== WHAT THE TASK REQUIRES ==
Retype the listing exactly, so that the copy matches it line for line.

== PROVIDED DATA ==

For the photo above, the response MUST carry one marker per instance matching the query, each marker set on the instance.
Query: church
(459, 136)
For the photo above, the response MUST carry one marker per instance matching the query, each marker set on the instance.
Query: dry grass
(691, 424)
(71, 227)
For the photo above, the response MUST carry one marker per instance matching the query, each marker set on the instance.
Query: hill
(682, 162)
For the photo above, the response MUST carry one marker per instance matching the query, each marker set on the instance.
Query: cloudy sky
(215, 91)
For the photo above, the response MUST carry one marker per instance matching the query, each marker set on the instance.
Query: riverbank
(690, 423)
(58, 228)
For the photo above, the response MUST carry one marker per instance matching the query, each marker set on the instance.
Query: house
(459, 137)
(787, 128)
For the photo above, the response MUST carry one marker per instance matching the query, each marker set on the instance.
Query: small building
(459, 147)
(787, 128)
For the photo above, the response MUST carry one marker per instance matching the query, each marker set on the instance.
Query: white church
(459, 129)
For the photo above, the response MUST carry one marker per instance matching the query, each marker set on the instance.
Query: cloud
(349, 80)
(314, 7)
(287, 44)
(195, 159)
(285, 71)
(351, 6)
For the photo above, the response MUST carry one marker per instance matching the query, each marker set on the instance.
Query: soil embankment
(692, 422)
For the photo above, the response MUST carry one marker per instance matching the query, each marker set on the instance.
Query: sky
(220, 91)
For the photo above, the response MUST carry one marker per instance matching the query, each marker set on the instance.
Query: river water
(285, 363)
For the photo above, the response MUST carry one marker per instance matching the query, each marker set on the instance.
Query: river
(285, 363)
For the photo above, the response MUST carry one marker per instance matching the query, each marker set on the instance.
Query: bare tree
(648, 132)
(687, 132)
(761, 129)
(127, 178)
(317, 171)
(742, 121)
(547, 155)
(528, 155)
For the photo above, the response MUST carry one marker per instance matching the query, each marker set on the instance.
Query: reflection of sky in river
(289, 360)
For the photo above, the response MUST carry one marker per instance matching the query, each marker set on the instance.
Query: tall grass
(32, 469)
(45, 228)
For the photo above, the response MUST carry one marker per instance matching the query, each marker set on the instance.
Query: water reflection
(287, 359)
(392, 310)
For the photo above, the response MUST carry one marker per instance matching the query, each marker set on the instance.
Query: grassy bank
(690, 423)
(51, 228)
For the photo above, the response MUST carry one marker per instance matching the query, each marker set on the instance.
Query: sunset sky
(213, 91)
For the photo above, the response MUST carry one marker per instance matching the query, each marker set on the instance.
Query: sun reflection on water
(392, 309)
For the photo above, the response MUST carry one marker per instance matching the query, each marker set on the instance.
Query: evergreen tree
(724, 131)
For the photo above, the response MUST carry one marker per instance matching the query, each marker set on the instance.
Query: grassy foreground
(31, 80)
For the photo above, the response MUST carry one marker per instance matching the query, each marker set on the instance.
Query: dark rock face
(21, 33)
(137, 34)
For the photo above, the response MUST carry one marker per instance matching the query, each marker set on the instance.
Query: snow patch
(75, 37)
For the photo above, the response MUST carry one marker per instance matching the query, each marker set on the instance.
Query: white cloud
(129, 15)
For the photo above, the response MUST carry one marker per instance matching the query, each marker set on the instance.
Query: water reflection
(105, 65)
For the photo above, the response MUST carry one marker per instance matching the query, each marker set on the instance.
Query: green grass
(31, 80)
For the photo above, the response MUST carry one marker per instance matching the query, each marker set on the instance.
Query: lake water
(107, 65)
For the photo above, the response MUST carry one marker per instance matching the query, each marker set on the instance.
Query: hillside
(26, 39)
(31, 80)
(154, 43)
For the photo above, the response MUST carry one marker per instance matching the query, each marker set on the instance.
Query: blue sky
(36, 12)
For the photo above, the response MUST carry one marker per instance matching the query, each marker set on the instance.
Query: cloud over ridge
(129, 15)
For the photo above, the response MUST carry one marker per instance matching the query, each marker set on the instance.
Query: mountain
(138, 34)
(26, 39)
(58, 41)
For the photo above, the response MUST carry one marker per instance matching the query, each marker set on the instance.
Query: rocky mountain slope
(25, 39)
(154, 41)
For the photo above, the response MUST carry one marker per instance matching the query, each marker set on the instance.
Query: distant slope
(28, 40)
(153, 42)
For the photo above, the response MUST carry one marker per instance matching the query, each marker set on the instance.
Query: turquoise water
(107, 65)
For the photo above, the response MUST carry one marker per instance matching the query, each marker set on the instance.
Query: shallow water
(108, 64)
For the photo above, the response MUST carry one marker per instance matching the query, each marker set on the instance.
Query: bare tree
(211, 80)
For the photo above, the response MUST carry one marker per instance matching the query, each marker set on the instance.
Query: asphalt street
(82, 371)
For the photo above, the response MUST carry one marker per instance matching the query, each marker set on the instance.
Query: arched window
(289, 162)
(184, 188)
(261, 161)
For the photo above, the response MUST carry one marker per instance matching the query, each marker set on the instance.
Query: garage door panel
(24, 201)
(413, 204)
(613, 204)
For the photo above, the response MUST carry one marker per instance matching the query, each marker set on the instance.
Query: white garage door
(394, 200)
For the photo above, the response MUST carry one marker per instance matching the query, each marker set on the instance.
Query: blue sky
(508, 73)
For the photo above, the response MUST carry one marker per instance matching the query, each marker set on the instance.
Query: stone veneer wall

== TASK SOLUTION ==
For the photo above, the response MUST carry one marker per instance matching the query, each marker set on the instance.
Query: church
(459, 136)
For the photo above, the response MUST carry one marker per instance matching the query, each marker set on the instance.
Query: dry grass
(691, 424)
(71, 227)
For the photo above, the response MUST carry one marker per instance matching the query, each marker set on the instance.
Query: hill
(682, 162)
For the photo above, the response MUST carry one marker per instance matching the query, each marker set on the instance.
Query: cloudy sky
(215, 91)
For the photo above, the response MUST carry one marker per instance matching the query, each marker set on the instance.
Query: riverbank
(690, 423)
(58, 228)
For the photo above, the response MUST carry one marker per instance matching the query, each marker set on the instance.
Query: house
(459, 137)
(787, 128)
For the photo above, the response MUST carry one marker per instance matching the query, each marker set on the instance.
Query: small building
(459, 147)
(787, 128)
For the photo above, the response MUST carry one marker per instance matching the query, each marker set on the instance.
Query: white church
(459, 129)
For the photo above, the response MUST carry one marker per instance matching the query, each marker set on the instance.
Query: cloud
(349, 80)
(314, 7)
(287, 44)
(195, 159)
(285, 71)
(351, 6)
For the photo above, the response MUST carry one marker per instance matching the query, each marker set on the instance.
Query: soil embankment
(692, 422)
For the photo above, the response MUST carry one marker per instance matching the query, each marker set on the instance.
Query: sky
(220, 91)
For the photo above, the response MUST carry one marker per instance matching the query, each marker set on the instance.
Query: river water
(285, 363)
For the photo above, the response MUST carry one marker per instance matching the query, each marker set on the instance.
Query: river
(285, 363)
For the photo above, the response MUST carry one marker per instance matching the query, each marker set on the instance.
Query: bare tree
(648, 132)
(687, 132)
(761, 129)
(127, 178)
(317, 171)
(742, 121)
(547, 155)
(528, 155)
For the photo above, the response MUST carry one marker per instance matching the query, each marker set on the instance.
Query: reflection of sky in river
(289, 360)
For the photo above, the response MUST carry one marker per instance matching the query, each marker set on the instance.
Query: tall grass
(32, 469)
(45, 228)
For the photo above, the response MUST carry one marker per instance matching the query, each marker set on the instance.
Query: water reflection
(287, 359)
(392, 310)
For the photo above, the response MUST carry one marker per instance matching the query, each marker set on the instance.
Query: grassy bank
(690, 423)
(51, 228)
For the photo above, the response MUST carry one marker per instance matching the query, each marker set on the instance.
Query: sunset sky
(213, 91)
For the photo above, the response MUST carry one marker per instance matching the query, each marker set on the instance.
Query: sun reflection on water
(392, 309)
For the photo above, the response MUST carry one marker per instance matching the query, each marker set on the instance.
Query: evergreen tree
(724, 131)
For the photo above, the response MUST carry one marker per instance matching the query, each marker set on the instance.
Query: grassy foreground
(31, 80)
For the photo above, the response MUST carry one marker per instance matching the query, each marker set on the instance.
Query: dark rock face
(21, 33)
(137, 34)
For the photo above, the response MUST carry one marker per instance matching the query, each marker set on the instance.
Query: snow patch
(75, 37)
For the photo above, the response MUST carry one marker per instance matching the query, each marker set on the instance.
Query: white cloud
(129, 15)
For the photo above, the response MUST carry one marker per instance matching the query, each marker set on the instance.
Query: water reflection
(105, 65)
For the photo above, the response MUST carry one marker per instance matching the query, each marker set on the instance.
Query: green grass
(31, 80)
For the photo above, the response MUST carry one marker per instance matching the query, each marker set on the instance.
Query: lake water
(107, 65)
For the photo above, the response MUST carry one marker per instance matching the query, each marker set on the instance.
Query: hillside
(26, 39)
(31, 80)
(154, 43)
For the photo above, the response MUST carry one marker per instance matching the query, each marker set on the instance.
Query: blue sky
(36, 12)
For the photo above, the response MUST carry one marker per instance matching the query, each marker set on the instance.
Query: cloud over ridge
(129, 15)
For the photo above, the response MUST carry one marker per instance matching the query, each marker set on the instance.
Query: mountain
(138, 34)
(26, 39)
(58, 41)
For the photo above, the response MUST carry one marker per instance matching the query, each marker set on the instance.
Query: rocky mountain slope
(25, 39)
(154, 41)
For the photo above, the response MUST carry one marker per instance matching the query, each marker set on the instance.
Query: distant slope
(28, 40)
(153, 42)
For the photo above, the response MUST carry one marker per instance matching the query, each marker set on the instance.
Query: turquoise water
(107, 65)
For the photo above, the response MUST carry one marker per instance matching the query, each marker set on the instance.
Query: shallow water
(108, 64)
For the photo above, the response MUST carry one marker per instance matching the query, each marker set on the instance.
Query: bare tree
(211, 80)
For the photo above, the response MUST carry one marker per instance matching the query, each marker set on the instance.
Query: asphalt street
(82, 371)
For the photo above, the response MUST carry one marker per instance matching the query, each marker set on the instance.
Query: arched window
(289, 162)
(184, 188)
(261, 161)
For the photo above, the response MUST carry one marker per instance matching the query, each marker set on the instance.
Query: garage door panel
(24, 201)
(413, 204)
(613, 204)
For the photo above, the response MUST carry one marker per instance matching the query, each marker set on the instance.
Query: white garage door
(394, 200)
For the photo above, the response MUST carry one marker per instance matching the query, each marker set on the instance.
Query: blue sky
(508, 73)
For the photo above, the response MUST carry one marker per instance matching the query, each marker set on the instance.
Query: stone veneer wall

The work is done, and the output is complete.